- PASSAGE TO READ
____

Georg Hotar, CEO of Photon Energy in the Netherlands, has blasted plans by the Italian government to retroactively cut the country's feed-in tariff for PV systems, calling the decision "irresponsible and impossible to rationalize."
The planned changes to the current FIT legislation are expected to affect some 8,600 operators of PV systems with capacities of more than 200 kW that receive about 60% of the total remuneration paid by Italy's Gestore dei Servizi Energetici (GSE), which manages the country's electricity services and support schemes for renewable energy sources.
Photon Energy owns two PV plants in Italy with a combined capacity of 1.25 MW that have been fully equity-financed. "The announced measures will not leave our PV plants vulnerable to default but will materially decrease our returns and their value, Hotar said. "We will only be able to quantify our losses once the final version of the law is approved."
The proposed legislation, presented by the government on June 18, would force PV operators to choose one of two options: an 8% reduction in the feed-in-tariff paid by the GSE for the remainder of the support period or opting for the FiT to be spread even more thinly over a total of 24 years (compared to the original 20 years). Effectively a reduction of 17-25% is expected to apply depending on the residual time, according to Photon. Operators have until November 30 to decide on one of the two options, which would then enter into force January 1, 2015.
"To add insult to injury, we are invited to choose the method of execution for our investments," Hotar said, adding that the decision would not only cripple equity investment and damage the country's reputation but could also push many companies into insolvency.
The measures would also mean a halt in payments for actual monthly production by the GSE, which would instead make monthly payments based on only 90% of predicted annual production, which Photon says would put additional cash flow pressure on PV plant owners. After one year, a final statement would follow based on the amount of energy actually produced; operators would then either owe money to the GSE if production was less than initially predicted or receive additional payment if more was generated.
"GSE's intention to charge a fee for its ‘services' as of 1 January 2015 completes this travesty," the company added. "Combined with the steep fall in revenues over the past 12-18 month (in some regions over 60%), this will push many PV plants close to or into insolvency.
"Italy has joined the ranks of other European Banana Republics such as Spain, Greece, Bulgaria, Romania, Slovakia and the Czech Republic by spreading the anti-solar cancer of retroactive measures against operating PV assets, Photon added in a statement released on Thursday.
Describing the measures as a "reckless attack on investors" that is destroying Europe's second-largest PV market, Hotar added that the "European Commission is not only letting it happen but is instrumental in removing Bilateral Investment Treaties between EU member countries, which have traditionally been a last line of defense for investors.
"Investors, together with a plethora of Italian and international banks, have deployed some 50 billion in good faith and are now the victims of a highly irresponsible government," Hotar added, pointing out that with government debt over 120% of its GDP, Italy is strongly dependent on the bond market and its perception by financial investors.
"How the investment community will like state-sanctioned robbery will become evident shortly in the bond market."
German company New Energy Projects, which has operated in Italy for four years in consulting and management of renewable energy projects, has expressed similar, albeit more tempered reaction, saying it hopes Italy's parliament amends the bill in the coming weeks in the interest of PV investors.

____

- WORK INSTRUCTION
Reproduce a passage from the article on Italy's solar tariff cuts word for word, starting at the words "Describing the measures" and stopping after "defense for investors.". The items that come after this article can be left aside.

____

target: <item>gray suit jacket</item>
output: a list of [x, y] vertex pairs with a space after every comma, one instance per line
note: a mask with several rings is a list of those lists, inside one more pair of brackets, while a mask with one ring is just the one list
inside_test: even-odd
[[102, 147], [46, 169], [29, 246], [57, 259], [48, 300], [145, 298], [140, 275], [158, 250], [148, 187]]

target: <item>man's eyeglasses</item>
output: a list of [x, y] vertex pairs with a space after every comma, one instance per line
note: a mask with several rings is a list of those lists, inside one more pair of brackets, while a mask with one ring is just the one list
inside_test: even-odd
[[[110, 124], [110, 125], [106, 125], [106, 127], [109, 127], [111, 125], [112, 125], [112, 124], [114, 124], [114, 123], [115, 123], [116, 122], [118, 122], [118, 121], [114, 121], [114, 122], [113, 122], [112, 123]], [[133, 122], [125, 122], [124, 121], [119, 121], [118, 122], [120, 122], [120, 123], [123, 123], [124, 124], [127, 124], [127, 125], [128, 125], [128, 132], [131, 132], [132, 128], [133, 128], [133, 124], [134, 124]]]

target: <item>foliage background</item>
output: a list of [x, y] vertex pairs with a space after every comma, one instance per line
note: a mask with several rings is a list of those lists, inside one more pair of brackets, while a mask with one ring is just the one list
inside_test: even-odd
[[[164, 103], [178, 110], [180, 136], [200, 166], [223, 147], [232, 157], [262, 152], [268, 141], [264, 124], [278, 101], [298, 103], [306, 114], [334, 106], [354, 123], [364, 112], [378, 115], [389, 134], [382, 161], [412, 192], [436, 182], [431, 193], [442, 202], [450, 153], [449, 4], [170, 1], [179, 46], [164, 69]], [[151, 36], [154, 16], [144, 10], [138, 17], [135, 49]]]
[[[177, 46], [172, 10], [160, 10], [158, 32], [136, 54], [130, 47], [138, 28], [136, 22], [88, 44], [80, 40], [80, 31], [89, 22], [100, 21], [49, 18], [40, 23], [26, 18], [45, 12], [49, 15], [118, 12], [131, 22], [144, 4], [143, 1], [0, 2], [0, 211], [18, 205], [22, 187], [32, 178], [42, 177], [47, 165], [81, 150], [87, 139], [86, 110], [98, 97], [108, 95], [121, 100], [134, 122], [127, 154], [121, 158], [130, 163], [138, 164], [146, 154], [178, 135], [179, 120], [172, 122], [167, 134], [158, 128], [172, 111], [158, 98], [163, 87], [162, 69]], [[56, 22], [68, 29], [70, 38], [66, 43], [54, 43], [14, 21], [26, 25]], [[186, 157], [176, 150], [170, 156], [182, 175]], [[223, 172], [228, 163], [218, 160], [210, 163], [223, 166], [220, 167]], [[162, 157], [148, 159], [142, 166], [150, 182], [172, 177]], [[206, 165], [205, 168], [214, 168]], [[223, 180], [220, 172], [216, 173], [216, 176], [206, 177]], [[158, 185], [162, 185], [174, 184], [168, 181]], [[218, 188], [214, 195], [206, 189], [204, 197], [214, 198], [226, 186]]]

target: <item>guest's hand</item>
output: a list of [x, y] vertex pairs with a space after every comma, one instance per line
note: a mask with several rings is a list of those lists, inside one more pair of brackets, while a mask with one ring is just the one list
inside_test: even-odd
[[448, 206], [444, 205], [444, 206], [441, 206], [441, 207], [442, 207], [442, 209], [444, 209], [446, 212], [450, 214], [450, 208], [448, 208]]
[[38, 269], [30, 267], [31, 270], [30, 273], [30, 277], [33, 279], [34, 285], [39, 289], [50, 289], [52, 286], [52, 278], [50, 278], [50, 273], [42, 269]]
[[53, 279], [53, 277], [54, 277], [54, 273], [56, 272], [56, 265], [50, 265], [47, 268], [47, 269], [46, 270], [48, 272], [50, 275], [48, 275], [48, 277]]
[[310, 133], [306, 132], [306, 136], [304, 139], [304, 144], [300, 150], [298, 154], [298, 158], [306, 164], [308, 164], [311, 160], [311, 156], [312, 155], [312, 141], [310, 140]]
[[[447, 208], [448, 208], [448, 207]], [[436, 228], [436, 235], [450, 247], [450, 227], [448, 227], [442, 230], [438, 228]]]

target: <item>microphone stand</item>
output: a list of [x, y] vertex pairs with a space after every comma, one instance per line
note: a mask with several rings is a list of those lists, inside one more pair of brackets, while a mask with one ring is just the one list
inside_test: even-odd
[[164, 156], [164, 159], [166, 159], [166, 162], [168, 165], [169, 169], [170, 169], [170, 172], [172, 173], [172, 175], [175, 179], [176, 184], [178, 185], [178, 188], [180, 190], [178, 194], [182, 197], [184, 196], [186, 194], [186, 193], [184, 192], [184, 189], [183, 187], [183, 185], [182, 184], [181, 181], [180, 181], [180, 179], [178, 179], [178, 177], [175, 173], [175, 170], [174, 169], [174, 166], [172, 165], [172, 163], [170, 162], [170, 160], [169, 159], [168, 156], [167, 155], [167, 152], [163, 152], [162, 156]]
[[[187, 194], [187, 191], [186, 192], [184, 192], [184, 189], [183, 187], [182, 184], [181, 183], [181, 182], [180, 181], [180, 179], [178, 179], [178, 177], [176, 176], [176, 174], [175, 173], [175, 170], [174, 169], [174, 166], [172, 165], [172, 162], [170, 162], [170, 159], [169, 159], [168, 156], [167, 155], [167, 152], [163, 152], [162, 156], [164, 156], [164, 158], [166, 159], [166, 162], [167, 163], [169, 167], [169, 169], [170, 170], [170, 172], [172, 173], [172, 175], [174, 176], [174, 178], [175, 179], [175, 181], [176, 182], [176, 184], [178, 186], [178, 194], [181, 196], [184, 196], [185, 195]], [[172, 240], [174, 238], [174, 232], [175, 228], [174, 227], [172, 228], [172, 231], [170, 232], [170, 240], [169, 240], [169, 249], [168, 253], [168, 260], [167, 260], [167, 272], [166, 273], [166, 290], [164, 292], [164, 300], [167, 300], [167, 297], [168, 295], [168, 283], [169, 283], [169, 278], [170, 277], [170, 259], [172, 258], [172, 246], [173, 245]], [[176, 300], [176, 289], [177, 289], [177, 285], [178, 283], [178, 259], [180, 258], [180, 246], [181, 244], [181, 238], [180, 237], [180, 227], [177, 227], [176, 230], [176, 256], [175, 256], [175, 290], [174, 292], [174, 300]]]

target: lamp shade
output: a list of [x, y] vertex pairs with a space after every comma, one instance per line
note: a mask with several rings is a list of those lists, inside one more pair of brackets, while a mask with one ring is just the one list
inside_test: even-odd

____

- RESPONSE TO THE EXERCISE
Describing the measures as a "reckless attack on investors" that is destroying Europe's second-largest PV market, Hotar added that the "European Commission is not only letting it happen but is instrumental in removing Bilateral Investment Treaties between EU member countries, which have traditionally been a last line of defense for investors.